• **MATERIAL PROVIDED**:

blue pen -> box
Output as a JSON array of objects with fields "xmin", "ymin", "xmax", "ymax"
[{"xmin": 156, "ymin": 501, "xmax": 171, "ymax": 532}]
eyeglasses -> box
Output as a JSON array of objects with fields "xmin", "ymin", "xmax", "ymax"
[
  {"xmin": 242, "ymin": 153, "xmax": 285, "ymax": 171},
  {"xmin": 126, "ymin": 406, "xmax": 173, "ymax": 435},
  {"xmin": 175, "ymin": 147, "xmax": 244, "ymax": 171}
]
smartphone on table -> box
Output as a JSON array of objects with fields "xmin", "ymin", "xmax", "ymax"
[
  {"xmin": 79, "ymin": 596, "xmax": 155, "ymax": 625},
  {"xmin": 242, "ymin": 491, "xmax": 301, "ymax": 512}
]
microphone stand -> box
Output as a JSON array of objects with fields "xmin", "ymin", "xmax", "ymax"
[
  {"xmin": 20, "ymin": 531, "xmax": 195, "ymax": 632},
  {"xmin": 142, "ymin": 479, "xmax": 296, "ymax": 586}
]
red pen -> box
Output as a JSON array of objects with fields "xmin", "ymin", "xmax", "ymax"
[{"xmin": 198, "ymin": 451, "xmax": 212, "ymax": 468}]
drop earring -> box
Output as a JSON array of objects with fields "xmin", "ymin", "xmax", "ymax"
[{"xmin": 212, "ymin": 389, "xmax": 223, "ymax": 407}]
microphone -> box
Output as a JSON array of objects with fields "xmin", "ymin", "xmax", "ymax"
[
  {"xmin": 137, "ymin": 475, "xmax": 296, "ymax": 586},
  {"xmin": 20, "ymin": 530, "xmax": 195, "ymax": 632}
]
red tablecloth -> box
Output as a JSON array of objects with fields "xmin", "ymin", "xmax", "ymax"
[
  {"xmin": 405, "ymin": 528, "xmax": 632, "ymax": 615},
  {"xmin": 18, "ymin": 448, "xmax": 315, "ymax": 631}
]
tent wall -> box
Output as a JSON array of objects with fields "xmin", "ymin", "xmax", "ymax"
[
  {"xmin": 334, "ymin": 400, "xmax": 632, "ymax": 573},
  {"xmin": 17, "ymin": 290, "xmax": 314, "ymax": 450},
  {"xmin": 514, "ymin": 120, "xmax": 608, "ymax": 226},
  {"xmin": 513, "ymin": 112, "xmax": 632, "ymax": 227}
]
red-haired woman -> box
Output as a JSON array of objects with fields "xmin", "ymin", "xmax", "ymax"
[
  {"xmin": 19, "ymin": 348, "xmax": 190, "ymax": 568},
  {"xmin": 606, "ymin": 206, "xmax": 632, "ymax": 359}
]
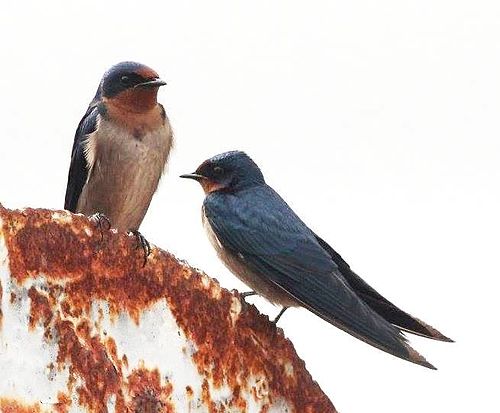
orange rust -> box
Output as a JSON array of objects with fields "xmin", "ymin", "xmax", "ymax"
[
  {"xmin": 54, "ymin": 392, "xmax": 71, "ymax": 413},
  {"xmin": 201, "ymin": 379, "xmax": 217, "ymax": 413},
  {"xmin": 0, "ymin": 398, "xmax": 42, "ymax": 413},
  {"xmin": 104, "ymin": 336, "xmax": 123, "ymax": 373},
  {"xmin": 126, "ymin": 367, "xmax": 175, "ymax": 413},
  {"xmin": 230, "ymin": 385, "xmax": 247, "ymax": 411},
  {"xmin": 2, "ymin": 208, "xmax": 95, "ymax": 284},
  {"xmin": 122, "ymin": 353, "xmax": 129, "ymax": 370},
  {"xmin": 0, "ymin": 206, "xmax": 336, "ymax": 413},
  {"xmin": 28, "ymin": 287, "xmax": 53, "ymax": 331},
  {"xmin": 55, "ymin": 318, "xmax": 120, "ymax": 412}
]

• **EXERCISE BRIEF**: Reproduce the material above exactly, beginning at its first line and ending with the line that holds "smartphone on table -> box". Include nothing else.

• **OUTPUT OF THE EXERCISE**:
blue pen -> box
Output as a JSON array of objects with fields "xmin", "ymin", "xmax", "ymax"
[{"xmin": 156, "ymin": 501, "xmax": 171, "ymax": 532}]
eyeglasses -> box
Output as a JSON array of objects with fields "xmin", "ymin", "xmax", "ymax"
[
  {"xmin": 242, "ymin": 153, "xmax": 285, "ymax": 171},
  {"xmin": 126, "ymin": 406, "xmax": 173, "ymax": 435},
  {"xmin": 175, "ymin": 147, "xmax": 244, "ymax": 171}
]
smartphone on table -> box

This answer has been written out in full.